**TASKS TO CARRY OUT**
1/ Can you repeat the blog text word for word, starting at "Throughout my childhood" and ending at "celebrations, to begin."?
2/ Could you pick up the blog post on national pride and continue it from the point where it stops?

Thursday, September 25, 2008

Prime Numbers,,,

" I think Prime numbers are like life, they are very logical but you can never figure out all the rules, even if you spent all your time thinking about them,," So runs a paragraph from the book I am reading right now, -Mark Haddon's ,'The Curious Incident Of The Dog In The Night Time', and since I read the lines an hour back, I have been thinking of very little else, we go through every single day of our lives, pretending to be well-planned, orderly and love to labour under the illusion that Life is exactly what we want it to be, how foolish we really are!

We all like a certain amount of order, predictability and planning in our lives, it is a different matter that for some of us, present company included, it takes a slightly more pathological form, and for all of us, all that we do, from morning till night, is in accordance with this plan, but in-spite of all our best efforts, life is as unpredictable as always, dealing us exactly the hand IT wants, and pretty soon we are left trying just to salvage the game, all thoughts of our 'master plan' long gone from our minds.

Life is like a set of Prime Numbers,with its own set of perfect rules, but never quite fully comprehensible, and the list never quite complete,,,,,,,,,

Monday, September 22, 2008

On being poor,,

I want to go home, for Puja. I can go into raptures about the ensuing Sharod-otsav and what it means to me, a Bengali,,suffice to say, I can smell the season in the air, and I long to go home,,,,,,


I do not think I shall be able to, why? Because flight tickets costs are above the roof,( sob-sob), and before I am labelled a snob for thinking of flying home rather than enjoying a leisurely journey in the common man's savari, I would like to clarify by saying that I am neither a snob, nor am I loaded with cash, it is just that the leave alloted to me is of 10 days, so going home, by train, and returning back on time, is out of the question, unless,,,,unless I call my parents, ask them to meet up with me in the Railway Station, and not even bother stepping down from the train, Lovely idea?

I hate being poor, I hate not having the hard moolah, that would have enabled me to be home in the Festive season.


Darn, double darn,,,,,,

Friday, September 19, 2008

Pride

i know this topic is "Passe" but still I cannot help wonder, does any one's heart still trill and the mind sing at the call of the bugle, to the strains of the 'Jana Gana Mana'?

This topic is hardly open for an everyday discussion but it is just that I have been reading a book based in the 1900s, set during WW2, and this has made me dwell on the subject of Nationality, Pride in ones country and what belonging to a Nation, any Nation, means to us, if it does mean anything at all,

Throughout my childhood days, early in the wee hours of days like the 15th of Aug, and the 26th of Jan, I woke up to the mellifluous Lata Mangeshkar, via the public address system, sounding like a soulful prayer, singing compositions of patriotism, penned by immortals, the lyrics of those songs still etched firmly in memory. I also remember standing, squinting against the sun, in starched uniforms, in rows, erect, proud, the Tricolor flapping in the breeze, waiting for the public march-past that always was a part of these celebrations, to begin.

**RAW DATA**

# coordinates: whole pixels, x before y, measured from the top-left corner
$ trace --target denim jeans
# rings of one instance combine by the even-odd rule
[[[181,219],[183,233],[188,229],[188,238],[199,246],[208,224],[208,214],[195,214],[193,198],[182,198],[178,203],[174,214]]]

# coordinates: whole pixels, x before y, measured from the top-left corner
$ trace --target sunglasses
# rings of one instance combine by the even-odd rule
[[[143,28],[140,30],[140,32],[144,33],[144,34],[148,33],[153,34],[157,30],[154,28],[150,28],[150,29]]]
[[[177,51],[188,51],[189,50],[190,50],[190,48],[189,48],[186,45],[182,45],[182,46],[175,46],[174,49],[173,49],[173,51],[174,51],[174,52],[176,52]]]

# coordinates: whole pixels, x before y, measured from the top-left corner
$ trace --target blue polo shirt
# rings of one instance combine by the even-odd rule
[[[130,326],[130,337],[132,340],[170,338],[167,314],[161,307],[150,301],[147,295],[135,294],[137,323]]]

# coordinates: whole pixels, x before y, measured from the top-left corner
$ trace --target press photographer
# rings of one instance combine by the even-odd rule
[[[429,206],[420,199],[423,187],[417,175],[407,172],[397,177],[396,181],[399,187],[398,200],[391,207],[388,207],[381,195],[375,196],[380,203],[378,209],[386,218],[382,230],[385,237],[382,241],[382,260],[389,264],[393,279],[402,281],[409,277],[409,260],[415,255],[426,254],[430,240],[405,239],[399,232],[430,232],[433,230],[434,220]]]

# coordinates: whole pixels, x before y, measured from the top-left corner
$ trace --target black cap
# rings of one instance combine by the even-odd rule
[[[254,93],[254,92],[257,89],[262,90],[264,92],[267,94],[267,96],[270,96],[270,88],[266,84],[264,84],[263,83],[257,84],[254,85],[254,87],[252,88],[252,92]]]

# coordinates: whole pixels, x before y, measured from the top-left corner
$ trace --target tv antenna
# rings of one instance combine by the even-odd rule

**ANSWERS BY ITEM**
1/
Throughout my childhood days, early in the wee hours of days like the 15th of Aug, and the 26th of Jan, I woke up to the mellifluous Lata Mangeshkar, via the public address system, sounding like a soulful prayer, singing compositions of patriotism, penned by immortals, the lyrics of those songs still etched firmly in memory. I also remember standing, squinting against the sun, in starched uniforms, in rows, erect, proud, the Tricolor flapping in the breeze, waiting for the public march-past that always was a part of these celebrations, to begin.

2/
I have memories of the Kargil war, brought home to us, thanks to satellite TV, in a real, and somewhat surreal manner, those clothes and fund collecting drives,long treks with sometimes very little but our soothed National pride, to show, at the end of a very long day,,,all a part of trying to belong, to be a part of what was taking place so far away, on those hilly, snow-clad peaks and valleys.

I remember standing transfixed at the India Gate, looking at the names of those who died, martyrs, sacrificing their yesterdays for our todays,,and I refuse that it was just another day at the office for any of those brave souls.

I also believe, that night long ago, in 1947, there were countless unseen faces amidst the thronging, joyous crowds, their eyes filled with tears of success, countless mothers with laps emptied, widows with their budding dreams forever swathed in white, yet all with their heads held just that little bit higher, for it was on the ruins of their lives a Nation stood, new-born, full of possibilities, full of promise.

When Rehman and Lata came together to give us a refurbished 'Vande Mataram', ans Bala gave us the accompanying sweeping visuals, every rustic face in the video, seemed radiant with love for the country, good actors? I do not think so,,,

I was here for this years Independence day, and what a welcome change it was indeed, to see the Tricolor unfurling from every imaginable place, and a few unimaginable ones at that, cycle rickshaws and a few proud BMWs to, all sporting a different sized one, Assam seems to have forgotten the joys associated with the day, and this year gave new meaning to the day for me.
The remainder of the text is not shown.